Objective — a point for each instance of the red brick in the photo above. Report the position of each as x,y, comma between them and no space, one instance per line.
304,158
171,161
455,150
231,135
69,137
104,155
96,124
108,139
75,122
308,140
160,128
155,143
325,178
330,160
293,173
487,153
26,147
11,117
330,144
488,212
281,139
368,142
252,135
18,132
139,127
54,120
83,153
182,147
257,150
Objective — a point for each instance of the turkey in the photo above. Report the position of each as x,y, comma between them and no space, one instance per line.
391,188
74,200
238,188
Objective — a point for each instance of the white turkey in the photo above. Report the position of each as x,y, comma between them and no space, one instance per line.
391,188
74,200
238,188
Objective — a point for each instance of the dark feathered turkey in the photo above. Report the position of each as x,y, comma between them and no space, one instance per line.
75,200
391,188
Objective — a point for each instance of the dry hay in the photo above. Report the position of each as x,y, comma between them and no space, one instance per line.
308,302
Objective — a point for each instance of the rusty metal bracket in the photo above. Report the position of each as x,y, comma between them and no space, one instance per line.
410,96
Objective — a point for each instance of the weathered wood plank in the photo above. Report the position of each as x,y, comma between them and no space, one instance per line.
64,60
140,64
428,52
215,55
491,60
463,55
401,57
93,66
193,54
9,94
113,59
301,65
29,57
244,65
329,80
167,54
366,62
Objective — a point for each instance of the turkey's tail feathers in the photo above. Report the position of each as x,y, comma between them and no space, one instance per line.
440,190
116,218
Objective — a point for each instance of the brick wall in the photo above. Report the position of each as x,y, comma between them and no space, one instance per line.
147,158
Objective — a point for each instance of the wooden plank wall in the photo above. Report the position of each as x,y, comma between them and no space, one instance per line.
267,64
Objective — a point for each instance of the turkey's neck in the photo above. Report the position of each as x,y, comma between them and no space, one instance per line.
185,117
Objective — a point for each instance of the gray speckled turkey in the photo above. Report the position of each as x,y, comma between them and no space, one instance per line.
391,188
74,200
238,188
⁂
* [The task]:
Beginning with the line in which "Objective — a point for each instance of the rusty" appears, print each remaining line of the listing exactly, the last line included.

* [Reply]:
Objective — a point for each instance of the rusty metal bracket in the photo above. Report the position of each as x,y, comma between them and no space, one instance per line.
410,96
Objective — a point for each instance of the weathered wood plank in the photo above. Report the position of each as x,y, comma between them and no space, one instance per line.
64,60
140,64
428,52
215,55
491,60
463,55
401,57
93,66
193,54
9,94
113,59
301,65
29,57
244,65
329,80
167,54
366,62
Objective — a point for each instance of the turkey's tail feathers in the photo above. Report the position of each as x,y, comma between them and no space, one instance per line.
440,190
116,218
Objective — a point for each instance of the brick wall in the photo above. Report the position of each as x,y, comma between them and no space, one instance per line.
147,158
Objective — a point for each instance of the wooden plank wall in the photo above. Report the position of each as x,y, comma between them and no space, one instance per line.
267,64
Objective — a point for each instance of the turkey's neck in the photo above. Report the position of each as x,y, comma between them and no space, one instance per line.
185,117
Objective — a point for each instance of the gray speckled turkey in the photo above. Report the position of each as x,y, comma between them and no space, one instance per line.
391,188
74,200
238,188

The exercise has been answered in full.